Consigne 1. Repérez chaque ligne des enregistrements qui contient la chaîne "body", puis recopiez-la. Tenez compte de la casse.

Extrait du document.
Ensuite le respectable Pûrṇa étant monté sur le sommet de l’édifice, la face tournée du côté de Djêtavana, posa à terre les deux genoux ; et après avoir jeté des fleurs, brûlé de l’encens, il fit tenir par un serviteur le vase d’or qui se termine en bec d’oiseau, et il se mit à prononcer la prière suivante :

Ô toi, dont la conduite est parfaitement pure, dont l’intelligence est parfaitement pure aussi ; toi qui, au moment de prendre ton repas, n’as jamais en vue que le besoin, jetant un regard sur ces êtres privés de protecteur, témoigne leur ta compassion, ô être excellent, et viens ici.

Consigne 2. D’après l’extrait sur la prière de Pûrṇa, indiquez par oui ou par non si chacune des affirmations suivantes est exacte, en citant les mots du texte qui tranchent. (a) Pûrṇa monte au sommet de l’édifice, tourné vers Djêtavana. (b) Pûrṇa tient lui-même le vase d’or. (c) Pûrṇa pose un seul genou à terre.

Extraits d’un jeu de données d’annotation par points
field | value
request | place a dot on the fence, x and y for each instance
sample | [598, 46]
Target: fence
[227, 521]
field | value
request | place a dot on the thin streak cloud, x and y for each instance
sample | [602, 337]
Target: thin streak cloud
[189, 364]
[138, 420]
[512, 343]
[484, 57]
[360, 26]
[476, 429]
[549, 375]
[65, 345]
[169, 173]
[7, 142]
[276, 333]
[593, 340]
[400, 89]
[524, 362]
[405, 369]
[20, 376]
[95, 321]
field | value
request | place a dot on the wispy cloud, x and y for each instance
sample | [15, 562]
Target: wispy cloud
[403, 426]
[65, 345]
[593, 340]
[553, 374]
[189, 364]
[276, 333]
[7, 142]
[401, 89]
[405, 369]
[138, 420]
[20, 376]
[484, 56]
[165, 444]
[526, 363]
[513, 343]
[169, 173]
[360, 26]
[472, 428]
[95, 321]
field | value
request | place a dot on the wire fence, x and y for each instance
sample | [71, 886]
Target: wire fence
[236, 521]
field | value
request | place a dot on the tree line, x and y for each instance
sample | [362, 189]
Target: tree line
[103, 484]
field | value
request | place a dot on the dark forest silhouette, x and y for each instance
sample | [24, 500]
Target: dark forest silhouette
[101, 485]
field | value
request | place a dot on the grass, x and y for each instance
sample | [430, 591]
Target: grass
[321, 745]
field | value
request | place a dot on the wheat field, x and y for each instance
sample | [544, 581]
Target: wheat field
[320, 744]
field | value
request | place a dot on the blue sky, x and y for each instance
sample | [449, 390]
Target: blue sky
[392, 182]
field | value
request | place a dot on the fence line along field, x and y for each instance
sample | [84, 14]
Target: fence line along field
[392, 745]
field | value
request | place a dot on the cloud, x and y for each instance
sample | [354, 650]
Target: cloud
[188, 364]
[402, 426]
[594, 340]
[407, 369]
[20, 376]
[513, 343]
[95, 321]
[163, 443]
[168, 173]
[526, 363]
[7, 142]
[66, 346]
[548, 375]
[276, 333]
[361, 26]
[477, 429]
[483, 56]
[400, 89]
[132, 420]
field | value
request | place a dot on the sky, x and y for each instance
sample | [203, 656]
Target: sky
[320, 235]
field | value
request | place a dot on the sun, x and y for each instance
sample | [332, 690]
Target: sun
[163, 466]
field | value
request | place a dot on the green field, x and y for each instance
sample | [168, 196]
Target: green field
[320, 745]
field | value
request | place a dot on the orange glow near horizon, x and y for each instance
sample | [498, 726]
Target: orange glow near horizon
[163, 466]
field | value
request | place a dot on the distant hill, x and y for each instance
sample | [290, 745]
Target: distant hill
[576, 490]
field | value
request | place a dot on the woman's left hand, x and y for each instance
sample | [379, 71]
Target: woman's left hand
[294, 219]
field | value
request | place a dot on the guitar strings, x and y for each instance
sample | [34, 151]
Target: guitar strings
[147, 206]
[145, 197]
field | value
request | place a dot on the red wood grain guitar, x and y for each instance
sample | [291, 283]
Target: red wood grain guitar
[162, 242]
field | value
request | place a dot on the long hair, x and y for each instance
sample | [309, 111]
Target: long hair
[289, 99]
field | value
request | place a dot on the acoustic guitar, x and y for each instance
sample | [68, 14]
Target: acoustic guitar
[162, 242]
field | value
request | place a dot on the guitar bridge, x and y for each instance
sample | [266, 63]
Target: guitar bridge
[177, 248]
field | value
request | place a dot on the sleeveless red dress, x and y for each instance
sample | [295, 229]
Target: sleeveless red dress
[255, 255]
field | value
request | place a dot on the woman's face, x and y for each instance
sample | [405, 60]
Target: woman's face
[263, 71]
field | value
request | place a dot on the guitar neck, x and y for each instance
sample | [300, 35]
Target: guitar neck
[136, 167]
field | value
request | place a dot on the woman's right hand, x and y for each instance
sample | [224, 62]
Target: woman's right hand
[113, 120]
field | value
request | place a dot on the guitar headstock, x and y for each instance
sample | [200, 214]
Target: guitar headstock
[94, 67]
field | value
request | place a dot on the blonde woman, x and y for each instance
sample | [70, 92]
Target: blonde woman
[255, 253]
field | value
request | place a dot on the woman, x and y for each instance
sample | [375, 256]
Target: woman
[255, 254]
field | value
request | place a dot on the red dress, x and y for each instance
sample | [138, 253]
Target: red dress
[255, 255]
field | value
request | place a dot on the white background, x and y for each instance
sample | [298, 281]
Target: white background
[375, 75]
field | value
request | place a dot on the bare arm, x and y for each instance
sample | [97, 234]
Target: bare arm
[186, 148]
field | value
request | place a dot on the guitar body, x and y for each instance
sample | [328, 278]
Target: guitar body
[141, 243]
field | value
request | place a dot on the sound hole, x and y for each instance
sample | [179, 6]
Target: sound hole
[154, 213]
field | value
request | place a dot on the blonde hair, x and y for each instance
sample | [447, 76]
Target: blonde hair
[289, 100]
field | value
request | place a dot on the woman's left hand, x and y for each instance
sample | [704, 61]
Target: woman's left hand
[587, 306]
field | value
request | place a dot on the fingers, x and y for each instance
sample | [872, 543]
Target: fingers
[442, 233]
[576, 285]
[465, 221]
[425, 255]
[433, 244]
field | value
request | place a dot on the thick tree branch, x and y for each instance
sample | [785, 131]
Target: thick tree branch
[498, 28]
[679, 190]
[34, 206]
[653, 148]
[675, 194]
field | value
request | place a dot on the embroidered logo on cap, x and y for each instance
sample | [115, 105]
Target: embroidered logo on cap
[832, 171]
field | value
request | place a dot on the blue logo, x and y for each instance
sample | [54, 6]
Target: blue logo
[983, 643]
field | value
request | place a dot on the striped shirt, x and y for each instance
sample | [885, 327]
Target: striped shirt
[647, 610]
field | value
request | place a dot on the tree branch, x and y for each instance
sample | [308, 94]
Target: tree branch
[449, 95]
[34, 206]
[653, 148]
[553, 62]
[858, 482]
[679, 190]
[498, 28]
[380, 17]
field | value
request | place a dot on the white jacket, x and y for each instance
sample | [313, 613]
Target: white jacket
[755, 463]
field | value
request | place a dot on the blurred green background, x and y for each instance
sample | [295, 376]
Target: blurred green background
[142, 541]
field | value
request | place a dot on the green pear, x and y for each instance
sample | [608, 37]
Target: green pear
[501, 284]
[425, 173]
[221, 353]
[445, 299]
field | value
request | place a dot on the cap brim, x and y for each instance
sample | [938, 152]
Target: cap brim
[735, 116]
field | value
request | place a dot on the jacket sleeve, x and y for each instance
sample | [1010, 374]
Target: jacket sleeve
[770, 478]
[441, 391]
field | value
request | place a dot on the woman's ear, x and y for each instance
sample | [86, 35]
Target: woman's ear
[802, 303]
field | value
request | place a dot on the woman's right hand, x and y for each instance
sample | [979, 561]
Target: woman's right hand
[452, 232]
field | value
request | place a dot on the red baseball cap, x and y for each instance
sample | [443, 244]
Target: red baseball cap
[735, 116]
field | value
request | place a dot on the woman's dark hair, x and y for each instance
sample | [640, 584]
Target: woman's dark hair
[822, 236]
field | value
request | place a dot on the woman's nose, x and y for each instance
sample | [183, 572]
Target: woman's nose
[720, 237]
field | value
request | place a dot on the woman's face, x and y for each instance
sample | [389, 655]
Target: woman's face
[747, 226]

Réponse 1.
request | place a dot on the guitar body, x and y for each instance
Target: guitar body

Réponse 2.
(a) Oui : « étant monté sur le sommet de l’édifice, la face tournée du côté de Djêtavana ».
(b) Non : « il fit tenir par un serviteur le vase d’or ».
(c) Non : « posa à terre les deux genoux ».